SUPPLIED RECORDS >>
☆ ☆ ☆ ☆ ☆ ☆ ☆
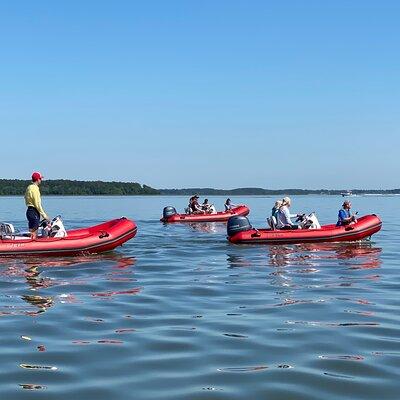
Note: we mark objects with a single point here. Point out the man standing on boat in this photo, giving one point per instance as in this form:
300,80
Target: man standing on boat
34,203
344,216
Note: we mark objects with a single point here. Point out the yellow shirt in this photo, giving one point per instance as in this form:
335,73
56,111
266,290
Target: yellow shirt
32,199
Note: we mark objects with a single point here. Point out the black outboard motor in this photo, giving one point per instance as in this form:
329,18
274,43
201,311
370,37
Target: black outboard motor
238,224
169,212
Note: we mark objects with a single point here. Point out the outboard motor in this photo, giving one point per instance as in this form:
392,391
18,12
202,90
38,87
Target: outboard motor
169,212
238,224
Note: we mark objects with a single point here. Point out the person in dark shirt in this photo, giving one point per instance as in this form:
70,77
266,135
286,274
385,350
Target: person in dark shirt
194,206
345,217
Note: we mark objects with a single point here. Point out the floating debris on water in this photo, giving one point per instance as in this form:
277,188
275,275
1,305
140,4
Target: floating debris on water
28,366
31,386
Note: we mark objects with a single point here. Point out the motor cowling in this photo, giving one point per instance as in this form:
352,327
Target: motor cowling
169,212
238,224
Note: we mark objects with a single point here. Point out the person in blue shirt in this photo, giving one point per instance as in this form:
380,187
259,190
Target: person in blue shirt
344,216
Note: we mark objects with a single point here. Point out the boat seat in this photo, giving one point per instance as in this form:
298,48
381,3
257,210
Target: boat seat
272,222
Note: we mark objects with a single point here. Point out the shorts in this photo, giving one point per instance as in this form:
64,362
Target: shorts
33,218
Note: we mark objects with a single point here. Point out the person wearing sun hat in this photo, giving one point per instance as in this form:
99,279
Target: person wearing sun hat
34,203
344,216
284,215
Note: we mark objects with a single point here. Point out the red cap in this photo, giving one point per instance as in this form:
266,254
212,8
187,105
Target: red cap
36,176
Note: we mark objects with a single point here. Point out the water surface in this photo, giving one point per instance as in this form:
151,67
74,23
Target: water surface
179,313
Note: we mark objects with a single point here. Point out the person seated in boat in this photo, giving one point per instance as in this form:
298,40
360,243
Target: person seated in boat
284,216
276,208
345,217
206,206
194,206
229,205
34,203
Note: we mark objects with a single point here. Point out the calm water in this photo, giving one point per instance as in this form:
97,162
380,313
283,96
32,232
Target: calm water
179,313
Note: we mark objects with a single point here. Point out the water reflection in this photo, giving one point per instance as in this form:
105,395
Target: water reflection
361,255
207,227
33,270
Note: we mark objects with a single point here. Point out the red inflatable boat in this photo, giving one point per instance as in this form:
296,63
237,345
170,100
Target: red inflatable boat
240,231
170,215
95,239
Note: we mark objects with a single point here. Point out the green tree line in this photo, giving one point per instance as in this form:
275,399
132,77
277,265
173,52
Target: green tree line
16,187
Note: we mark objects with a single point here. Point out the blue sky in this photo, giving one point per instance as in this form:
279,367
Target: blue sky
211,94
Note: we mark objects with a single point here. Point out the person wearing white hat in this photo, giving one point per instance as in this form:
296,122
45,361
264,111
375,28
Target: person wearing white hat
284,216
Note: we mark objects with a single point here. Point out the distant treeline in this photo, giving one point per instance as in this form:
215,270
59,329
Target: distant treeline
268,192
62,187
16,187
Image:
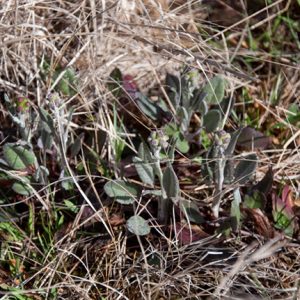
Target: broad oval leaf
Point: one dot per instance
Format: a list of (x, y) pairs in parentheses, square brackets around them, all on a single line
[(212, 120), (191, 211), (145, 171), (22, 188), (170, 183), (123, 192), (18, 157), (215, 90), (250, 139), (245, 168), (138, 225)]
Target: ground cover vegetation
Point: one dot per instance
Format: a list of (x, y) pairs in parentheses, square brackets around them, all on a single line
[(149, 149)]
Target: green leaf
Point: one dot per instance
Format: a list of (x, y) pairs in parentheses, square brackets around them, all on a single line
[(197, 100), (149, 108), (233, 140), (145, 171), (138, 225), (215, 90), (76, 146), (182, 144), (71, 206), (191, 211), (173, 84), (115, 82), (144, 152), (170, 182), (235, 211), (245, 168), (19, 157), (67, 85), (183, 118), (123, 192), (22, 188), (255, 200), (212, 120)]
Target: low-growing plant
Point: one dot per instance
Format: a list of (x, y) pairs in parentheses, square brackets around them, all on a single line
[(187, 99)]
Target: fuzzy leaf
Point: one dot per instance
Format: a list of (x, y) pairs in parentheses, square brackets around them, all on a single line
[(145, 171), (215, 90), (138, 225), (170, 182), (235, 211), (198, 98), (255, 200), (149, 108), (115, 82), (245, 168), (191, 211), (123, 192), (18, 157), (144, 152), (233, 140), (22, 188), (212, 120), (76, 146), (183, 118), (250, 139)]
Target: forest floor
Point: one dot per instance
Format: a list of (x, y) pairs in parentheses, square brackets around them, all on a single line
[(150, 149)]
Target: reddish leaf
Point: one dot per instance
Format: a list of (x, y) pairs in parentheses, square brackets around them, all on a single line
[(252, 139)]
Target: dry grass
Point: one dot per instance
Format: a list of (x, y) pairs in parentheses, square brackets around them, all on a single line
[(146, 40)]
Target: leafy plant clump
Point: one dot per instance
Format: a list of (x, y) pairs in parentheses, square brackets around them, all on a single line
[(154, 163)]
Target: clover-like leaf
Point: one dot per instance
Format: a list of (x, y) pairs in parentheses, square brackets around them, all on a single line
[(18, 157), (245, 168), (138, 225), (170, 182), (212, 120), (215, 90), (124, 192)]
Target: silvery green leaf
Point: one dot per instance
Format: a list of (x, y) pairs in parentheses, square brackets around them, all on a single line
[(145, 171), (124, 192), (19, 157), (197, 100), (76, 146), (170, 182), (183, 118), (215, 90), (138, 226), (191, 211), (203, 108), (245, 168), (182, 144), (212, 120), (232, 144), (66, 181), (149, 108), (144, 152), (235, 211), (22, 188), (152, 192)]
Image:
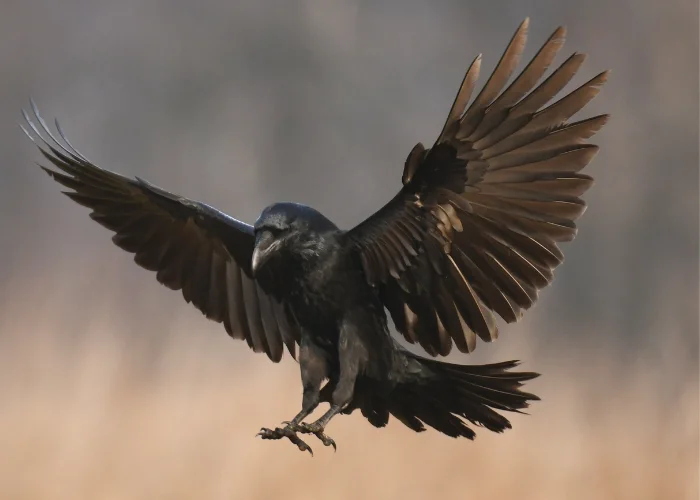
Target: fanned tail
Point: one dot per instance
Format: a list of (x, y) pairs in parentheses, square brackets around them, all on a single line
[(456, 395)]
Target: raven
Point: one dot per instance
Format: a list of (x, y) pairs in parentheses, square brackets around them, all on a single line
[(472, 233)]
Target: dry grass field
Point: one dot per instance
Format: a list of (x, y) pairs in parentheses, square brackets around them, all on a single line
[(100, 421)]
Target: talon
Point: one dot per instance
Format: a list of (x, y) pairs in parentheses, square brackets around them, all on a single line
[(317, 431), (279, 433)]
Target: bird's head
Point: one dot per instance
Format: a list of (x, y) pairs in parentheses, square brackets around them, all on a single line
[(286, 228)]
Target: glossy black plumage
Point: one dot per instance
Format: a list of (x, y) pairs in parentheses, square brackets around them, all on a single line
[(472, 234)]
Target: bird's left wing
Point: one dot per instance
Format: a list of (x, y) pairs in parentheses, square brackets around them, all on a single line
[(474, 230), (191, 246)]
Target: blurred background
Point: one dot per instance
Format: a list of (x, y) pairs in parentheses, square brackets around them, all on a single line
[(111, 387)]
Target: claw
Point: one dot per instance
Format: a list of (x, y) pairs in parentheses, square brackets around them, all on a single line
[(317, 431), (280, 432)]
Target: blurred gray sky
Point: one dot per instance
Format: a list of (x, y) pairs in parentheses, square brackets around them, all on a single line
[(240, 104)]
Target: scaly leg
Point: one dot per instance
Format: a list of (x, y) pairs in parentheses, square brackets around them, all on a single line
[(313, 370)]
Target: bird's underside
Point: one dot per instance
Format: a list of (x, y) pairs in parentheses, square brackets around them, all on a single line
[(472, 234)]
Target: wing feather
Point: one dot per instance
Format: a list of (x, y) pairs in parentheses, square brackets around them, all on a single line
[(190, 246), (474, 231)]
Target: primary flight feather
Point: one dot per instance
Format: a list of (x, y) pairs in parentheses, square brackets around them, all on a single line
[(472, 234)]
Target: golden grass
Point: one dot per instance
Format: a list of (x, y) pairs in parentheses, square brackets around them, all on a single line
[(91, 423)]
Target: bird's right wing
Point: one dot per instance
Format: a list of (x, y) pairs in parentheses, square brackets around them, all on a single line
[(191, 246)]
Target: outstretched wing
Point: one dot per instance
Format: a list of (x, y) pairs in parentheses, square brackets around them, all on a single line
[(474, 230), (191, 246)]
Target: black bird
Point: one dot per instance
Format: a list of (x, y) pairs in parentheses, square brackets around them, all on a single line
[(471, 234)]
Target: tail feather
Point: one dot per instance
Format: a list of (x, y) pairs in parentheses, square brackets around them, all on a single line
[(453, 395)]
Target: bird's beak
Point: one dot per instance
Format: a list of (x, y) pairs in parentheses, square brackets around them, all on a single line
[(265, 246)]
☆ ☆ ☆ ☆ ☆ ☆ ☆
WHAT THIS TASK INVOLVES >> Where a line above contains the string "blurred", tally it, then give the number alone.

SOLVED EXERCISE >> 2